++++ Source material ++++

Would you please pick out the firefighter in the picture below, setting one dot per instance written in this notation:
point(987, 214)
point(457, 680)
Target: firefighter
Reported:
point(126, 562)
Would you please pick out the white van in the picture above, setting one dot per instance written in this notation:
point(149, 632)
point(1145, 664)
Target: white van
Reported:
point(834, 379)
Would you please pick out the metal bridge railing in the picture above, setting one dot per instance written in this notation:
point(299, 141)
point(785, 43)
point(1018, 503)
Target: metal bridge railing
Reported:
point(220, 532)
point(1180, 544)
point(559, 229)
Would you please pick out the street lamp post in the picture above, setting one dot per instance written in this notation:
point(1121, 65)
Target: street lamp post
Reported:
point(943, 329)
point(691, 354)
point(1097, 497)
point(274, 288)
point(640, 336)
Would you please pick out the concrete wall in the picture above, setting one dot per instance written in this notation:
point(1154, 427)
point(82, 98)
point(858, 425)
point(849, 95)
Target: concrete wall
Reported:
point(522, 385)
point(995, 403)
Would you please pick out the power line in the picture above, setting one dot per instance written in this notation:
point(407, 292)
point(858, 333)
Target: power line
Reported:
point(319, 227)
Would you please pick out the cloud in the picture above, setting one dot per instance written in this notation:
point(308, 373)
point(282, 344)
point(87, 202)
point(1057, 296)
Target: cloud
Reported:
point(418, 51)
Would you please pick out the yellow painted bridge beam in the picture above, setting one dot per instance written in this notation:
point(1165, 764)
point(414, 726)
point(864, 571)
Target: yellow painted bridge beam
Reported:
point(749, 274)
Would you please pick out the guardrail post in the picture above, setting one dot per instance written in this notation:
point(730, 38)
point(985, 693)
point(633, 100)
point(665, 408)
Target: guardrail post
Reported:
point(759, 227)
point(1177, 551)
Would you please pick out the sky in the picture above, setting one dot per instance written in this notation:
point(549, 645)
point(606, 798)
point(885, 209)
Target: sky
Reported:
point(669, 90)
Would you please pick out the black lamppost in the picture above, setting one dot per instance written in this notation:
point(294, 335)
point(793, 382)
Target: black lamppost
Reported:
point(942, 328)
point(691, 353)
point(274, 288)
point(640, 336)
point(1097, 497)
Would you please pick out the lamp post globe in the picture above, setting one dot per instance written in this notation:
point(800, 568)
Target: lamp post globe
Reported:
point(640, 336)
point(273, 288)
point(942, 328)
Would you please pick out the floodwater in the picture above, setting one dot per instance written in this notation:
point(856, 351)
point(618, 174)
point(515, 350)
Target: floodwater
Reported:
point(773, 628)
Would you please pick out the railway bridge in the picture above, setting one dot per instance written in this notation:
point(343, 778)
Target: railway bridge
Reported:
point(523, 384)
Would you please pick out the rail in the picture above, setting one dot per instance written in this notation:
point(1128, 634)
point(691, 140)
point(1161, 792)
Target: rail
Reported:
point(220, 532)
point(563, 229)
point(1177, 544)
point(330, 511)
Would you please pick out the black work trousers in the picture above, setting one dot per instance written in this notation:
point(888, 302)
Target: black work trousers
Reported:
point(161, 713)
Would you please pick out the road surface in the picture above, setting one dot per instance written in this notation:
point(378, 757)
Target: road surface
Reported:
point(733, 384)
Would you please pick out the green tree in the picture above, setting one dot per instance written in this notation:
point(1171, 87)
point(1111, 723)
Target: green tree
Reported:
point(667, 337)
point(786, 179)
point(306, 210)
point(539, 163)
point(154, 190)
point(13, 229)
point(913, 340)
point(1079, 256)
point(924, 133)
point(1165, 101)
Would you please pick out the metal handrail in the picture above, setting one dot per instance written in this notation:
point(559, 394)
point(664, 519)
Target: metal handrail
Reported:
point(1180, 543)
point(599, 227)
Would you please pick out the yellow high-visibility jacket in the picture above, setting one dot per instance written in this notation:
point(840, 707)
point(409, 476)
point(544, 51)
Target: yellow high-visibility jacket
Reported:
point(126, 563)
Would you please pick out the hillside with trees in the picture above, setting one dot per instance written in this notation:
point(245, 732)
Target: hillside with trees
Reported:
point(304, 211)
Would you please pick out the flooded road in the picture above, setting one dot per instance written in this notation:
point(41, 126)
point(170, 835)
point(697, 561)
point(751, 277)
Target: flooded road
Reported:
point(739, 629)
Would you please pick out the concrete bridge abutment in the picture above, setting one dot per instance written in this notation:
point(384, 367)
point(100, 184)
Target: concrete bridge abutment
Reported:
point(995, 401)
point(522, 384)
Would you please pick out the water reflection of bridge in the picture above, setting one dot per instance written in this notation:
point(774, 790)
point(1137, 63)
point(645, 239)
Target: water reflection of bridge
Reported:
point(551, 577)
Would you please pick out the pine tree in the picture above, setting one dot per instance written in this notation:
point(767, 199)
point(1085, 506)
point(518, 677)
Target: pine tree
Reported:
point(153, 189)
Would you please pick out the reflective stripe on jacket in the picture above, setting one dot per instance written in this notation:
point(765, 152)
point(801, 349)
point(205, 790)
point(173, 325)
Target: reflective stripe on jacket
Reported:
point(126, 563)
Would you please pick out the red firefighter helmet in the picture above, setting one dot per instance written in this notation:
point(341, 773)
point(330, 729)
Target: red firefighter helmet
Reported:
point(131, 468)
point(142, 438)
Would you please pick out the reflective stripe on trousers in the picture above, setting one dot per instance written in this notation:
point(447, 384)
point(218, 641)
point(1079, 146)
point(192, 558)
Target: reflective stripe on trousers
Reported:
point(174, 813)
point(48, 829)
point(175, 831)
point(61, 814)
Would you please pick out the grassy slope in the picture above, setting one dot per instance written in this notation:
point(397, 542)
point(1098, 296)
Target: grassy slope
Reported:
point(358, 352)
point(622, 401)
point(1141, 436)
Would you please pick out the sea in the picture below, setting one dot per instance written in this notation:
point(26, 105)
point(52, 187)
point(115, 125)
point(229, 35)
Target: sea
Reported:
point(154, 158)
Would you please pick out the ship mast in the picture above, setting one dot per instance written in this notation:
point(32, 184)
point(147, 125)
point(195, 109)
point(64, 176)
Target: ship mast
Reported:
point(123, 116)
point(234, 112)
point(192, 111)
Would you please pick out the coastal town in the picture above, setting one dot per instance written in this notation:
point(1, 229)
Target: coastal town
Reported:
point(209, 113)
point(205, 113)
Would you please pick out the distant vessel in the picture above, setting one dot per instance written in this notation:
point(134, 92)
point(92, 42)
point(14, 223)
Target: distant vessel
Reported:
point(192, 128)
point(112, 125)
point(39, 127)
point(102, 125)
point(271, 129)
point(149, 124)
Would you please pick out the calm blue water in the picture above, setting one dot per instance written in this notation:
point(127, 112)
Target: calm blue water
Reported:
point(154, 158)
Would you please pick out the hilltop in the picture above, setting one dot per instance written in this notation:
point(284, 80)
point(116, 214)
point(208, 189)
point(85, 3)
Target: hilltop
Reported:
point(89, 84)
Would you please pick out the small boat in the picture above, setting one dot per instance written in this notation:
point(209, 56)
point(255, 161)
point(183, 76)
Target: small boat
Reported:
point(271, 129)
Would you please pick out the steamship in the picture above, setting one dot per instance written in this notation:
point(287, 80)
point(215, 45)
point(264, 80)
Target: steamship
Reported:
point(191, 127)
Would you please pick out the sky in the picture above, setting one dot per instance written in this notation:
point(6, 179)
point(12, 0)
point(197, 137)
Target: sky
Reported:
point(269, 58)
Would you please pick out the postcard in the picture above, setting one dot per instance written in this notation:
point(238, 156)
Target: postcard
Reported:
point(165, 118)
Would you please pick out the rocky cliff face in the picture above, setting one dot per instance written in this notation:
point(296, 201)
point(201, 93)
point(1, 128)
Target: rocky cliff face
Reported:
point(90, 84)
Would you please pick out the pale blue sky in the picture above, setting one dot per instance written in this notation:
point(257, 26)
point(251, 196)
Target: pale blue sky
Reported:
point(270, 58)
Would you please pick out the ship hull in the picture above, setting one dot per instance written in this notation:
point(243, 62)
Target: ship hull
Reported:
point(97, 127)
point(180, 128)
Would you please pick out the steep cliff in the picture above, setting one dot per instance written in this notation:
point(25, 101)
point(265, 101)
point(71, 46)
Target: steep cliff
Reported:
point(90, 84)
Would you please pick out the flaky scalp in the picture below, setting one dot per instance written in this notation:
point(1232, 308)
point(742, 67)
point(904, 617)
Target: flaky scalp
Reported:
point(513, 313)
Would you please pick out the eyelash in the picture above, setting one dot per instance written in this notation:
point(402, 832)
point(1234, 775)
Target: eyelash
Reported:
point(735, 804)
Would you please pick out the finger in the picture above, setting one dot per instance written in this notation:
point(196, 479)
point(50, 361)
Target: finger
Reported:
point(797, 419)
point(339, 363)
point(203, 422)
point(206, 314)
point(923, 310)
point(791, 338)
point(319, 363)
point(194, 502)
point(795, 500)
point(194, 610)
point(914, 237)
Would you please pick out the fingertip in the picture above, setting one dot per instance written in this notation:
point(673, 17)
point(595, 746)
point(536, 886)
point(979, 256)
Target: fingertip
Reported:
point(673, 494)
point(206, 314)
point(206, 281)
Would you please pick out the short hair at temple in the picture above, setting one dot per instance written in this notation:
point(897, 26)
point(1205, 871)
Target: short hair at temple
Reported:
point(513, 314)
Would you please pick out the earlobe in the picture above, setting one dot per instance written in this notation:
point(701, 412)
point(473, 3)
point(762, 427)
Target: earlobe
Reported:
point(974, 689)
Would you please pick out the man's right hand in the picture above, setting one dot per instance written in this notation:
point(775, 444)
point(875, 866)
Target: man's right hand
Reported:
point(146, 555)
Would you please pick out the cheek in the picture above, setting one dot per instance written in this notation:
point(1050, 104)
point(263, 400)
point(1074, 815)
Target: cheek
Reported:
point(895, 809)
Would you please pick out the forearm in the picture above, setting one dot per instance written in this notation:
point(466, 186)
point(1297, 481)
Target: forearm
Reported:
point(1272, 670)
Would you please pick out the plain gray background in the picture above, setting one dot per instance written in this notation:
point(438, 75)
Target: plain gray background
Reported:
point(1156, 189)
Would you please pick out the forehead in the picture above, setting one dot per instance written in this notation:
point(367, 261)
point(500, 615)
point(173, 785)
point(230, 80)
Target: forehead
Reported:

++++

Copy word for word every line from the one containing "Would you please pick out the forehead" through the last line of the entries.

Would you please pick out the forehead in the picture above, setting one dot per instance written in this notation:
point(367, 261)
point(500, 615)
point(173, 785)
point(230, 80)
Target: forehead
Reported:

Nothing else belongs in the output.